:: RECORDS SHOWN ::
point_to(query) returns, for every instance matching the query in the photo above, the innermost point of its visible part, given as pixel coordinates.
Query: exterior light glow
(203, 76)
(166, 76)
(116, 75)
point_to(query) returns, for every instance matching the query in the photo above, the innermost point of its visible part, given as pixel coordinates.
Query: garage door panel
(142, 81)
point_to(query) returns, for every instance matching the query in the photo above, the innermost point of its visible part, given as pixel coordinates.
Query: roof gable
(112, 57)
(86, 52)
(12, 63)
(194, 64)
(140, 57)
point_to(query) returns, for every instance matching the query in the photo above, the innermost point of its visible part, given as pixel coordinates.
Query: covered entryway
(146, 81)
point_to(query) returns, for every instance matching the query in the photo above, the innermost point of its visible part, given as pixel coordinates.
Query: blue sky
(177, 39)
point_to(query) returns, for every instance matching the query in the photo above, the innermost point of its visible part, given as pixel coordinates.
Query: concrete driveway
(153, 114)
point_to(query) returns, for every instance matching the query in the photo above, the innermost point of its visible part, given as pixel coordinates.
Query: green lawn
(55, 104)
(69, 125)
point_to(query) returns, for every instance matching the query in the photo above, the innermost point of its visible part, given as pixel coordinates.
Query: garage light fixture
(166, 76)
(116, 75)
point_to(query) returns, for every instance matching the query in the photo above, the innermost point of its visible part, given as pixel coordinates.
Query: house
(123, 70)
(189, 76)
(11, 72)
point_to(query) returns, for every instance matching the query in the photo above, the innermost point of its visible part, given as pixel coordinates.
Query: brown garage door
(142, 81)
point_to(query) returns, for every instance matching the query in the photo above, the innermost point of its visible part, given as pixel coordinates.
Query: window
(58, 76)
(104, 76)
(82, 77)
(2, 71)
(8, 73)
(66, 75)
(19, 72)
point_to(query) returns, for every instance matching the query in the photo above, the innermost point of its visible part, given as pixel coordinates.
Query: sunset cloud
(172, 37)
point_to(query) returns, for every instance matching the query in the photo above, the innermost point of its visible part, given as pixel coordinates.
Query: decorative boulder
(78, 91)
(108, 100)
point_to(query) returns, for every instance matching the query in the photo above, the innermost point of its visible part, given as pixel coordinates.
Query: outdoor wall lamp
:::
* _YOUR TASK_
Go through the records and copy all of them exactly.

* _PROBLEM SOLUTION_
point_to(query) returns, for every instance matching the query in the photo above, the innermost point of its visible part, given as pixel coordinates.
Query: exterior light glow
(203, 76)
(166, 76)
(116, 75)
point_to(query) returns, for every instance matching the query in the photo above, the innermost point of its visible part, given as pixel coordinates.
Query: garage door panel
(142, 81)
point_to(query) returns, for every instance matching the query in the photo above, the innermost point of its visible part, given as pixel coordinates.
Query: roof gable
(112, 57)
(86, 52)
(12, 63)
(194, 64)
(140, 57)
point_to(query) returns, for every instance matching the query in the photo above, the innermost point of its visible part, given as pixel coordinates.
Query: covered entryway
(146, 81)
point_to(query) returns, for every instance matching the query in the photo above, the innermost point of its visible part, given as pixel coordinates.
Query: blue sky
(177, 39)
point_to(query) returns, for every instance matching the query in the photo above, the innermost point of its visible part, given as pixel coordinates.
Query: concrete driveway
(153, 114)
point_to(query) returns, for every instance matching the query in the photo above, the innermost point of its visible part, given as pixel coordinates.
Query: green lawn
(55, 104)
(69, 125)
point_to(query) returns, for every instance matching the query in the photo above, the innermost point of its visible part, given as pixel coordinates.
Query: garage light fixture
(166, 76)
(116, 75)
point_to(query) returns, for every instance matching the query in the photo above, the innermost point of its visible part, given as pixel coordinates.
Query: house
(123, 70)
(189, 76)
(11, 72)
point_to(query) returns, for every instance matching the query in the photo above, the innermost point of its visible part, given as pixel coordinates.
Query: brown garage door
(142, 81)
point_to(query) returns, for every instance matching the query in the photo above, the innermost point of its visible part, given as pixel coordinates.
Query: window
(58, 76)
(104, 76)
(82, 77)
(2, 71)
(8, 73)
(66, 75)
(19, 72)
point_to(query) returns, for every instance matching the query in the photo above, the innermost point of its visible part, given as pixel coordinates.
Query: sunset cloud
(172, 37)
point_to(query) returns, for every instance matching the query in the photo above, the innermost point of its visible part, given as pixel coordinates.
Query: decorative boulder
(78, 91)
(108, 100)
point_to(query) returns, for every instance matching the query in the photo above, the innermost point of its visible part, given as pixel coordinates.
Query: outdoor wall lamp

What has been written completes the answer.